Man, if your institution has an ED that is as ****ty as you make it out to be, I'd be surprised if the other services in the hospital aren't lacking as well.
While this might be true, I don't think you can make that assumption, to be honest. That's like saying that because your program has one resident who is an idiot, that it's necessarily a bad program or that all the residents in that program are idiots. It could be....or it might not be.
I think that, especially in smaller community hospitals without a lot of residents, there is a lot of motivation for most services to be better, but there are a lot of factors that motivate the ER to be worse.
For example, in my hospital, there are 2-3 competing cardiology groups. If one group is terrible (grumbles at every consult, does half-assed workups, snaps at the nurses), then there is nothing stopping the hospitalist/PCP services from consulting the competing group. If one PCP does nothing but refer EVERYTHING out, and never starts a workup, then the specialists rarely send their patients back - they have every right to recommend a different PCP (and they often do).
There is also an ER attending who routinely pages the hospitalists (or even in some cases, the on-call resident) and literally asks them to come and "lay eyes" on the patient because she's "not sure if the patient can go home yet." This would make sense if the hospitalist or the resident had ever seen the patient before, but this is always for a patient who hasn't seen a doctor in 15 years. While the idea that an attending is asking a RESIDENT to come down for a "second opinion" is kind of amusing at 11 AM, it's significantly less funny at 3 AM.

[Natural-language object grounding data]
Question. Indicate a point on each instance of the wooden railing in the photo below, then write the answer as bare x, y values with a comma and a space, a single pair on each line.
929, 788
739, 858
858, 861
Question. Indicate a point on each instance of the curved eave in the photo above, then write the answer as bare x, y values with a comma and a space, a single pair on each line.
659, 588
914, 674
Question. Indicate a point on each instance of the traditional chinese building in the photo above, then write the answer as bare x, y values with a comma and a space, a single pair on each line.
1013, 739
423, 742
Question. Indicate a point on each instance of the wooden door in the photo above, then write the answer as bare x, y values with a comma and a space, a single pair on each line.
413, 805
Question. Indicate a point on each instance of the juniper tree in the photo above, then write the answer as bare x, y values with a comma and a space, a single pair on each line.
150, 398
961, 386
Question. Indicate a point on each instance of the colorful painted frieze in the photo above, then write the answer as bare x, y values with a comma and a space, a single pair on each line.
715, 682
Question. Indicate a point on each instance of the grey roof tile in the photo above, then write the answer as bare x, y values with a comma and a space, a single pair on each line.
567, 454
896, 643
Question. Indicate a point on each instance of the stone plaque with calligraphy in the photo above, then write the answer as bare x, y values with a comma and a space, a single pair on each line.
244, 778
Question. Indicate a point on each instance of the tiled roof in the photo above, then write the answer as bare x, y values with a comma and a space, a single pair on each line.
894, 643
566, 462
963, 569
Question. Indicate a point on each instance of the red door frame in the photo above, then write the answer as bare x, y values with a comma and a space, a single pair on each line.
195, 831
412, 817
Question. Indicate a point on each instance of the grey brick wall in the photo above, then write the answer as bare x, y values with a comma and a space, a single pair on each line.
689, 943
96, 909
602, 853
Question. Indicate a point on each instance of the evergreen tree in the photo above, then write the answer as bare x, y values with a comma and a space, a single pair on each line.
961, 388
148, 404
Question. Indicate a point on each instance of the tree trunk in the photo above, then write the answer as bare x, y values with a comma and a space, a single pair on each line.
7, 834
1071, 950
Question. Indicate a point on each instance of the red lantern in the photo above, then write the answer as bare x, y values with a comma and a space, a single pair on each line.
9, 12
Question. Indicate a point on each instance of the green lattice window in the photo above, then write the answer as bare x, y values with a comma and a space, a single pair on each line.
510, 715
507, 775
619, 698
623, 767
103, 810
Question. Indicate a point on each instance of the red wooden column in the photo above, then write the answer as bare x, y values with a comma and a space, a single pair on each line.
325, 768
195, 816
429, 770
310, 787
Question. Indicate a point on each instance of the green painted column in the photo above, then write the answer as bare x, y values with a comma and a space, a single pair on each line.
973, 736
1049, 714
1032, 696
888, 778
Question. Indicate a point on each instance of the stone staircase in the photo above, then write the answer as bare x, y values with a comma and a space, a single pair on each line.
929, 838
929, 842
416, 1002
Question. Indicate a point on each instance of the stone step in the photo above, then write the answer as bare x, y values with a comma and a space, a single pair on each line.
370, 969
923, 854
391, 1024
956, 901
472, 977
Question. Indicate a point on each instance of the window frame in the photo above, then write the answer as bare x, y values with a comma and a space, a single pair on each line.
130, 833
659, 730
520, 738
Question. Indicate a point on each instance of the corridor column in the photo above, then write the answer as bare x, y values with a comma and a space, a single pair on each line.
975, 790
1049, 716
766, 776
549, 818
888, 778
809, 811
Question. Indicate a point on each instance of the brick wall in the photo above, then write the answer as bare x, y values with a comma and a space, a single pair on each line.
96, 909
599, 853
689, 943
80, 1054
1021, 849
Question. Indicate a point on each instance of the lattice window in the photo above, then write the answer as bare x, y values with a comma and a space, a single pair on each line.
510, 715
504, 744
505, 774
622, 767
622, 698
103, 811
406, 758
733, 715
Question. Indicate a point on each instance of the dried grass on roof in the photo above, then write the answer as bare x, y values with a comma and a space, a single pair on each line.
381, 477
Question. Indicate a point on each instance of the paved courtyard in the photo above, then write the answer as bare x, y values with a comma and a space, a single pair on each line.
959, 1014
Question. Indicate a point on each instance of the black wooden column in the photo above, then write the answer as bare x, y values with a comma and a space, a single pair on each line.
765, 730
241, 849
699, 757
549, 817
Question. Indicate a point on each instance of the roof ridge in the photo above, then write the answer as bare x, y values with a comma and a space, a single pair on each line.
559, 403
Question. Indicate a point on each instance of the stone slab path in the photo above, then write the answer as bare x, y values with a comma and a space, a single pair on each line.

PROBLEMS TO SOLVE:
A. Summarize the forum discussion about hospital emergency departments in two sentences.
B. Extend the forum discussion about hospital emergency departments, starting right after its final sentence.

EXPECTED OUTPUTS:
A. One post suggests that an institution with a bad emergency department likely has other weak services, and a reply rejects that assumption, arguing that in smaller community hospitals most services are motivated to be better while many factors push the ER to be worse. As examples, it describes competing cardiology groups and specialists who can recommend a different PCP when a service performs poorly, along with an ER attending who pages hospitalists or residents to "lay eyes" on patients they have never seen.

B.
Now, is anyone going to tell this ER attending to stop doing this? No, of course not. Because if she's not sure if the patient should go home, and the hospitalist refuses to come down and "lay eyes," then she'll just admit them. It's usually a BS admission, so the patient's LOS is pretty short, the hospital gets paid, and makes money. No hospital administrator is going to pull her aside and tell her to stop calling residents at 3 AM for stupid reasons. Since she's an ER attending, she doesn't have to answer or explain every single one of her actions. If the residents complain about this (and oh, we have), we just get told not to be obstructionist and to "play nice" with other departments. The hospitalists complain, but since they work shift work, they don't care as much. The only way that she's going to be told that this is unacceptable behavior is if Medicare tightens down on what kinds of admissions they're willing to pay for. But until that happens, she's going to keep pulling this kind of crap, and getting away with it.